PROBLEM TO WORK ON:
Copy out every line of the data exactly.

-=-=-=-=-

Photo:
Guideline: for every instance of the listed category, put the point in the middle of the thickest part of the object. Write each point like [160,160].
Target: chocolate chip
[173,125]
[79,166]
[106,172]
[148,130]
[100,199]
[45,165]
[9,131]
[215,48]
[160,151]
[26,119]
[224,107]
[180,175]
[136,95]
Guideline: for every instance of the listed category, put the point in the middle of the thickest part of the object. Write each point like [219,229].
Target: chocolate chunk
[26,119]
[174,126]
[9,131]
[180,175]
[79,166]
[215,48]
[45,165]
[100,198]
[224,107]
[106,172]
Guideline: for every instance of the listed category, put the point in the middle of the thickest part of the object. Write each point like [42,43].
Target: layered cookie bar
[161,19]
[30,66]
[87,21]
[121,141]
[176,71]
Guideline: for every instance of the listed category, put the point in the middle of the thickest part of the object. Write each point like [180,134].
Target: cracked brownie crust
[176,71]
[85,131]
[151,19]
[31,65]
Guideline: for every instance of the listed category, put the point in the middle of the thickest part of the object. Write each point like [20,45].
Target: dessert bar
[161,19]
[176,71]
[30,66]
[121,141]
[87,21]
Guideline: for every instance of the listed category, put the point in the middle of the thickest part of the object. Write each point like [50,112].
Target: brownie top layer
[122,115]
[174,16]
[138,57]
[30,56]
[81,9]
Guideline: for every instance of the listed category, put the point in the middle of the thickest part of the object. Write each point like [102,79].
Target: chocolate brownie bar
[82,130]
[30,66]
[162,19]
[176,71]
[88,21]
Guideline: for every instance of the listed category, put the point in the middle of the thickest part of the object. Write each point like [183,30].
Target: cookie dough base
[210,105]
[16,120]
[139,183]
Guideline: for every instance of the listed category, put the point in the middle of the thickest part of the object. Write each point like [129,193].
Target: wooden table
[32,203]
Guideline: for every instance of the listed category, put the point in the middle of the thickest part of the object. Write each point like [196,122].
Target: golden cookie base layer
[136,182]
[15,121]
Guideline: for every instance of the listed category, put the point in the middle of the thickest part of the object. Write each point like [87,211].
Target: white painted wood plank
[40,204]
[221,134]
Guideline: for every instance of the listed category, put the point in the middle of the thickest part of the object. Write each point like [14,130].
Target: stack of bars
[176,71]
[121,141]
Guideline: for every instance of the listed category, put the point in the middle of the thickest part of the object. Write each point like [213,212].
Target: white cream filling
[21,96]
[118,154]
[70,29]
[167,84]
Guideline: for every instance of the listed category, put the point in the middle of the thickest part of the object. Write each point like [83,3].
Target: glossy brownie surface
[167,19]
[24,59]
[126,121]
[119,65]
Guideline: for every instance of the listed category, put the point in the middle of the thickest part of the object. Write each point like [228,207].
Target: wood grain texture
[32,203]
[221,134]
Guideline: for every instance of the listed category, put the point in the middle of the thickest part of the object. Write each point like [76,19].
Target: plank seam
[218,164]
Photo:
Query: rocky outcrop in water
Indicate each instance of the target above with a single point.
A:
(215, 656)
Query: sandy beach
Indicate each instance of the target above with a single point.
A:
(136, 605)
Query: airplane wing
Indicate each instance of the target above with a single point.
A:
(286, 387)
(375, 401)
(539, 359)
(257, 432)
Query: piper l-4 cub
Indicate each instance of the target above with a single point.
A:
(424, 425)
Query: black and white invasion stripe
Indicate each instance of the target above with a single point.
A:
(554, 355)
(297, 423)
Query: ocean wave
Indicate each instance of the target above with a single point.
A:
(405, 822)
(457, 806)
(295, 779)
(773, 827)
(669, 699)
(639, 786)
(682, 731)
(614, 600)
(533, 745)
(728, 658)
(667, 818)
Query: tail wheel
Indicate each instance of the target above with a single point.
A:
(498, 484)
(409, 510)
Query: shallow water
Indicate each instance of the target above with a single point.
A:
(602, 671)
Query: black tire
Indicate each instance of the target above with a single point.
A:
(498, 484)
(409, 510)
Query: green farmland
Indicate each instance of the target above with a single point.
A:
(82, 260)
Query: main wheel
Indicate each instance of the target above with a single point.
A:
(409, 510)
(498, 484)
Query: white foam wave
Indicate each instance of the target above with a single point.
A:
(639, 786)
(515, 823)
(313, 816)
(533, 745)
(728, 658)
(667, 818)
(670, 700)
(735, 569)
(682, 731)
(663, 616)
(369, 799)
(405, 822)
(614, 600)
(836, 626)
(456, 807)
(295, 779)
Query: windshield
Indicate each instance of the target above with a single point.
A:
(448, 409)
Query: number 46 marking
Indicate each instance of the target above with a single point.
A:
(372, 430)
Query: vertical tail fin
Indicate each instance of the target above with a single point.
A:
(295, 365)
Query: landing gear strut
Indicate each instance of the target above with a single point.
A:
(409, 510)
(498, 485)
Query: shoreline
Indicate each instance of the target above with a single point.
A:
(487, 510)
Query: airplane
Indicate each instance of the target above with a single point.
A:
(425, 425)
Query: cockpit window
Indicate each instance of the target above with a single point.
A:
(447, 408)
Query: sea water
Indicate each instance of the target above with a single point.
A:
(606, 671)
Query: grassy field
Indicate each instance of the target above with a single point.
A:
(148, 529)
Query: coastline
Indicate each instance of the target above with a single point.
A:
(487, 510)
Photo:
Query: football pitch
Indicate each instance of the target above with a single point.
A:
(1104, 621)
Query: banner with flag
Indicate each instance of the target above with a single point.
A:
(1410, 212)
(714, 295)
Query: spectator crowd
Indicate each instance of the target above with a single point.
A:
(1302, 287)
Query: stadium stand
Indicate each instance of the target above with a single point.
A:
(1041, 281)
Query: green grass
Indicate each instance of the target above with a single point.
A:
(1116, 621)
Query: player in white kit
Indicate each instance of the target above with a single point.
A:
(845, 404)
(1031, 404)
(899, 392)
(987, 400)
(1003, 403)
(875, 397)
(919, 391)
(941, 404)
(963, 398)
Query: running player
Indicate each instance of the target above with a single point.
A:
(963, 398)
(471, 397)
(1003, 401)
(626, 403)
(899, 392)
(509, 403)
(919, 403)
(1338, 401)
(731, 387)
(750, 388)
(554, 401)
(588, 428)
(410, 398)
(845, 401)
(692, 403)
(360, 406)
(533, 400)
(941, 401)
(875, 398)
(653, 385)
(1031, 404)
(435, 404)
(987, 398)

-=-=-=-=-

RESULT FOR THIS EXERCISE:
Photo:
Guideline: for every instance of the listed category, put the point in the middle of the thickest part of the object. Write each point like [160,160].
Target: chocolate chip
[173,125]
[79,166]
[106,172]
[148,130]
[100,199]
[45,165]
[9,131]
[215,48]
[160,151]
[26,119]
[224,107]
[180,175]
[136,95]
Guideline: for every instance of the listed category, put the point in the middle of the thickest part of the object. Write each point like [219,229].
Target: chocolate chunk
[26,119]
[174,126]
[9,131]
[180,175]
[79,166]
[215,48]
[45,165]
[100,198]
[224,107]
[106,172]
Guideline: for every instance of the listed category, put the point in the middle of the thickest part of the object. Write each point like [42,43].
Target: layered cookie bar
[161,19]
[30,66]
[87,21]
[121,141]
[176,71]
Guideline: for every instance of the listed category, put the point in the middle of the thickest part of the object. Write each point like [180,134].
Target: cracked brownie crust
[176,71]
[85,131]
[151,19]
[31,65]
Guideline: for every instance of the listed category, put the point in the middle of the thickest part of the object. Write each point like [20,45].
Target: dessert bar
[161,19]
[176,71]
[30,66]
[121,141]
[87,21]
Guideline: for every instance of the listed category, put the point in the middle of the thickest part of the object. Write each point like [50,112].
Target: brownie top layer
[122,115]
[174,16]
[138,57]
[30,56]
[81,9]
Guideline: for every instance of the listed category, put the point in the middle of the thickest part of the object. Write each point like [102,79].
Target: chocolate brownie bar
[82,130]
[30,66]
[162,19]
[176,71]
[88,21]
Guideline: for every instance of the listed category, put the point in the middle of the thickest part of the object. Write each point like [183,30].
Target: cookie dough base
[210,105]
[16,120]
[139,183]
Guideline: for every instance of the listed category, put the point in the middle of the thickest part of the object. Write each point like [129,193].
Target: wooden table
[32,203]
Guideline: for every instance of the listed category, put the point in the middle of the thickest part of the object. Write each point like [196,122].
Target: golden cookie base layer
[136,182]
[15,121]
Guideline: for every instance of the listed category, put the point in the middle of the thickest part of the object. Write each point like [87,211].
Target: white painted wood plank
[40,204]
[221,134]
Guideline: for every instance of the listed category, put the point in the middle of the thickest part of the object. Write each point like [14,130].
Target: stack of bars
[176,71]
[121,141]
Guideline: for every instance of the listed category, put the point in the middle of the thickest part of the object. Write each point like [213,212].
Target: white cream filling
[21,96]
[118,154]
[70,29]
[167,84]
Guideline: for every instance of the listed category, put the point in the middle of the thickest part of the object. Write each point like [83,3].
Target: glossy brownie surface
[167,19]
[24,59]
[126,121]
[119,65]
Guideline: for every instance of the listed category, put the point in the middle of the thickest part of the object. Write each point like [228,207].
Target: wood grain texture
[32,203]
[221,134]
Guideline: for every instance of the listed category, put the point in the middle of the thickest part of the object. Write each point like [76,19].
Target: plank seam
[218,164]
Photo:
Query: rocky outcrop in water
Indicate each instance of the target above with a single point.
A:
(215, 656)
Query: sandy beach
Indicate each instance of the target above with a single point.
A:
(136, 605)
Query: airplane wing
Indicate each instance of the target above with a single point.
A:
(286, 387)
(375, 401)
(539, 359)
(257, 432)
Query: piper l-4 cub
Indicate each instance of the target above with a single point.
A:
(424, 425)
Query: black and white invasion stripe
Indicate each instance of the target above with a single point.
A:
(554, 355)
(297, 423)
Query: ocean wave
Indicate each instance of the target above with a single point.
A:
(405, 822)
(457, 806)
(295, 779)
(773, 827)
(669, 699)
(639, 786)
(682, 731)
(614, 600)
(533, 745)
(728, 658)
(667, 818)
Query: tail wheel
Indicate each instance of the target above with a single point.
A:
(498, 484)
(409, 510)
Query: shallow water
Indicate each instance of the target above with a single point.
A:
(602, 671)
Query: black tire
Indicate each instance of the target above with a single point.
A:
(498, 484)
(409, 510)
Query: green farmland
Indicate each instance of the target above with a single point.
A:
(82, 260)
Query: main wheel
Indicate each instance of the target above with a single point.
A:
(409, 510)
(498, 484)
Query: white foam wave
Indicate each instance of the target above with a single point.
A:
(639, 786)
(515, 823)
(313, 816)
(533, 745)
(728, 658)
(667, 818)
(670, 700)
(735, 569)
(682, 731)
(663, 616)
(369, 799)
(405, 822)
(614, 600)
(836, 626)
(456, 807)
(295, 779)
Query: windshield
Indicate each instance of the target above with a single point.
A:
(448, 409)
Query: number 46 marking
Indicate each instance of the target above with a single point.
A:
(372, 430)
Query: vertical tail fin
Indicate each instance of the target above with a single point.
A:
(295, 365)
Query: landing gear strut
Indicate each instance of the target above with a single point.
A:
(409, 510)
(498, 485)
Query: shoreline
Indicate each instance of the target above with a single point.
A:
(487, 510)
Query: airplane
Indicate each instance of the target above with a single point.
A:
(425, 425)
Query: cockpit window
Indicate each instance of the target above with a single point.
A:
(447, 408)
Query: sea water
Indicate each instance of the target above with a single point.
A:
(606, 671)
Query: grassy field
Indicate each instance of the target above with a single point.
A:
(148, 529)
Query: coastline
Indicate each instance of the target above with a single point.
A:
(487, 510)
Photo:
Query: football pitch
Indicate each instance of the target above with a single point.
A:
(1104, 621)
Query: banner with flag
Indicate each instance of the target above with a single point.
A:
(1410, 212)
(714, 295)
Query: spectator crowd
Indicate each instance of the target above with a single point.
A:
(1302, 287)
Query: stadium stand
Indicate each instance of the target above with a single point.
A:
(1041, 281)
Query: green grass
Indicate each instance of the target above with a single point.
A:
(1116, 621)
Query: player in white kit
Indicate each instance of the target above with a single point.
A:
(845, 404)
(1031, 404)
(899, 392)
(987, 400)
(1003, 403)
(875, 397)
(919, 391)
(941, 404)
(963, 398)
Query: running player
Indicate each instance of the target above with a single point.
A:
(963, 398)
(471, 397)
(1003, 401)
(626, 403)
(899, 392)
(509, 403)
(919, 403)
(1338, 401)
(731, 387)
(750, 388)
(554, 401)
(588, 428)
(410, 398)
(845, 401)
(692, 403)
(360, 406)
(533, 400)
(941, 401)
(875, 398)
(653, 385)
(1031, 404)
(435, 404)
(987, 398)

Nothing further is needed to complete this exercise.